Aren’t there more organizations and companies in Greater Cincinnati willing to give those people an opportunity? Or local philanthropic organizations willing to invest in a program similar to Secure Jobs?
Sarah Corlett is the director of community development at Design Impact and was one of the people who worked with the Secure Jobs Connecticut team.
Corlett said she was impressed that the program has flexible funding that its front-line workers can use if a family needs money to repair a car that has broken down, for example, or to help pay for child care before a child care voucher comes through.
“There was a lot of freedom in the way front-line workers were able to approach their work,” she said.
That’s another thing that local service providers don’t have. HUD’s Rapid Re-housing funding can’t be used for car repairs or daycare.
And as much as Schiller knows that her clients need good jobs, Bethany House doesn’t have the money to spend on that work either, she said.
So what are we as a community willing to do? Are there more workforce training programs willing to give an opportunity to someone who has experienced homelessness? Are there employers willing to hire people who already have work experience and skills, even if they have had to spend a few nights or weeks in a homeless shelter?

--- DESCRIPTION OF THE TASK ---
Revise the excerpt on Secure Jobs between "Aren’t there more" and "to Secure Jobs?", inclusive, putting "the region" in place of "Greater Cincinnati". Rely on nothing but the excerpt on Secure Jobs.

--- DATASET ---
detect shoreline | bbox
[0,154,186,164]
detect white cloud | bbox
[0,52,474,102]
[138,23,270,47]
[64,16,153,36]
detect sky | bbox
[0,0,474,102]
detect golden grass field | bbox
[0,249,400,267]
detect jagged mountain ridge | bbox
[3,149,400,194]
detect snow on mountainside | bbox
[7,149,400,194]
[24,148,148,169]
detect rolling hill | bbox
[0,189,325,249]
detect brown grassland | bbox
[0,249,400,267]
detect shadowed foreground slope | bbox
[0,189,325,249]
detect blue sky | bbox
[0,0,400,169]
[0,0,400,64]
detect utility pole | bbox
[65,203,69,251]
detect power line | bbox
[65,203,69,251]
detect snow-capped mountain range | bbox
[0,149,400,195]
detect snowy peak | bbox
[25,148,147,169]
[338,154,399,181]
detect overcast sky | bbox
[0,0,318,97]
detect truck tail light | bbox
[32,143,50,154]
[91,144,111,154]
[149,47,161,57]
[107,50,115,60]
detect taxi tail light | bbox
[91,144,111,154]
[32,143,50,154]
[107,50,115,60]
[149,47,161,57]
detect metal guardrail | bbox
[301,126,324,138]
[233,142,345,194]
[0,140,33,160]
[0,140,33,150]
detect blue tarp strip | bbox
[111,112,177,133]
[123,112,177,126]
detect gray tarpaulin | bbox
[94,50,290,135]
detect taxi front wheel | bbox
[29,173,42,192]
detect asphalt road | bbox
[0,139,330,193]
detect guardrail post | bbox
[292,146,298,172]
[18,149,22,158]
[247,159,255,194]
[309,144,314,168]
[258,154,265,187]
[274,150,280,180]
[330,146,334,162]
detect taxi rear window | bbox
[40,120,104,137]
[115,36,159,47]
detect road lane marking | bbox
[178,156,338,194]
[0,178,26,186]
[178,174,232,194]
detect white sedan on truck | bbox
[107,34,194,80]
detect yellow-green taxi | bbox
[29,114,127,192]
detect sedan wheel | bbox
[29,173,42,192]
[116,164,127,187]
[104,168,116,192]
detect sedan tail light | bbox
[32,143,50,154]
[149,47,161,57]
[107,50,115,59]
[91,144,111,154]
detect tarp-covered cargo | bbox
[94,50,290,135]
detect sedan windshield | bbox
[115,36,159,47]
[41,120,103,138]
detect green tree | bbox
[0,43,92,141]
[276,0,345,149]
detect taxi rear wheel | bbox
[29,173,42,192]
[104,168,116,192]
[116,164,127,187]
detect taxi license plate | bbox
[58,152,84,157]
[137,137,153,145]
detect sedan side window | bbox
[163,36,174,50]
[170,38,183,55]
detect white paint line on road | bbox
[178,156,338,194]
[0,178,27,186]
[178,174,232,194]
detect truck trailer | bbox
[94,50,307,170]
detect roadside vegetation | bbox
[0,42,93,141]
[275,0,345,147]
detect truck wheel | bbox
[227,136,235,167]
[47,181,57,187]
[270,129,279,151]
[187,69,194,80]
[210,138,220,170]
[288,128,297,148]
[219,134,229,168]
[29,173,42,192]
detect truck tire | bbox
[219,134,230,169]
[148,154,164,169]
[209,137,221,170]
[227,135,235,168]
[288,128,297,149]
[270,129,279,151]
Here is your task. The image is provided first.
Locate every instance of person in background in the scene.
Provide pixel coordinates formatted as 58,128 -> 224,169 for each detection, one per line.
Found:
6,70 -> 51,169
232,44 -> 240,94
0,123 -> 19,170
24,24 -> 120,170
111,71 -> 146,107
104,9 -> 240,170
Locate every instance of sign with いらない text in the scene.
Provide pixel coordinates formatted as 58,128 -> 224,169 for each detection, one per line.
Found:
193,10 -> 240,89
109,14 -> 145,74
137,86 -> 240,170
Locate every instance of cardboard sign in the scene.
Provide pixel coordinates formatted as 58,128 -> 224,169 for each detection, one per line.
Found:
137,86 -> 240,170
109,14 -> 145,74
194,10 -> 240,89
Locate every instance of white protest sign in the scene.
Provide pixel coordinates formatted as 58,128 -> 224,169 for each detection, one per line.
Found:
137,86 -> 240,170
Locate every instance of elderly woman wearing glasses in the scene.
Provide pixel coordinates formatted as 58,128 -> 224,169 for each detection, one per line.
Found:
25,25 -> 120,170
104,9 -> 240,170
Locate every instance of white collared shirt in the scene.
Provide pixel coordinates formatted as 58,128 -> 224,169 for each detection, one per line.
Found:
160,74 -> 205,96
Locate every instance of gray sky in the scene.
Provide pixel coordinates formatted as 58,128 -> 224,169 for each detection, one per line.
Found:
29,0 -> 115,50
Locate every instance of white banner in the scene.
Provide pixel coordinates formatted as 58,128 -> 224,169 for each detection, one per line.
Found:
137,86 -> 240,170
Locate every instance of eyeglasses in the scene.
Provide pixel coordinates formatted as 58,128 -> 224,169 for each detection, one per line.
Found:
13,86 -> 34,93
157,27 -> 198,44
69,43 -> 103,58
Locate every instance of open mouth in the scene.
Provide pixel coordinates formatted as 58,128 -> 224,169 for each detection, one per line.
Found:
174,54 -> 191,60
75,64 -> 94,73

--- EXERCISE RESPONSE ---
Aren’t there more organizations and companies in the region willing to give those people an opportunity? Or local philanthropic organizations willing to invest in a program similar to Secure Jobs?